### Text excerpt
Authors: Stratis A. Kanarachos
Addresses: Mechanical Engineering Department, Frederick University, 1036 Pallouriotissa, Nicosia, Cyprus.
Abstract: A methodology is proposed for designing intelligent vehicle suspension systems which implement the magneto-rheological damper as an active element. The adaptive control law is constructed based on the neural network methodology and Taylor series approximation. The controller commands the current of the magneto-rheological damper and controls directly the damper force. The neural network is trained with respect to a developed road disturbance scenario and its parameters are obtained using a global numerical optimisation technique. The proposed control law has a novel structure capable of sensing the interactions between the variables and thus can adjust the feedback gains with respect to the existing conditions. It takes into consideration the actuator's dynamics and avoids limit cycling which is caused by the hysteretic behaviour of the MR dampers. The performance of the intelligent system is evaluated by means of simulations in MATLAB for quarter and half car models.
Keywords: intelligent control; semi-active vibration control; magneto-rheological dampers; neural networks; vehicle suspension systems; adaptive control; Taylor series approximation; vehicle models; actuator dynamics; hysteresis; simulation; quarter car models; half car models.
International Journal of Vehicle Systems Modelling and Testing, 2012 Vol.7 No.2, pp.135 - 158
Received: 14 May 2011
Accepted: 02 Oct 2011
Published online: 04 Aug 2012 *

### Requirements
#1 Answer from the damper control abstract:
(a) In what software were the simulations run?
(b) In which volume and issue of which journal did the article appear?
(c) On what date was the article accepted?
#2 List every date in the damper control abstract, along with the event each one marks.

### Data provided
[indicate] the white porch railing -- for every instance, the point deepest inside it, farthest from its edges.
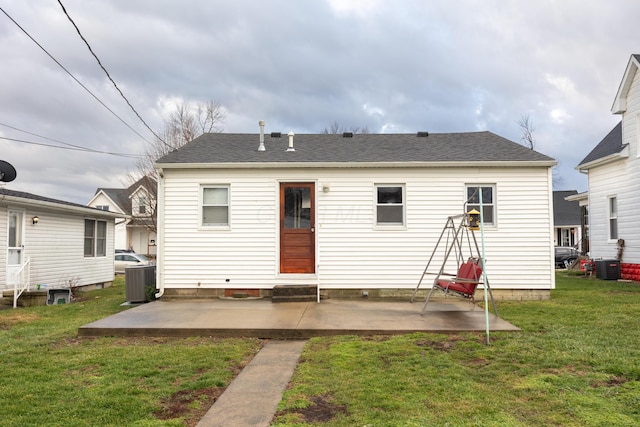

### Full answers
#1
(a) MATLAB
(b) Vol.7 No.2 of the International Journal of Vehicle Systems Modelling and Testing (2012)
(c) 02 Oct 2011

#2
- Received: 14 May 2011
- Accepted: 02 Oct 2011
- Published online: 04 Aug 2012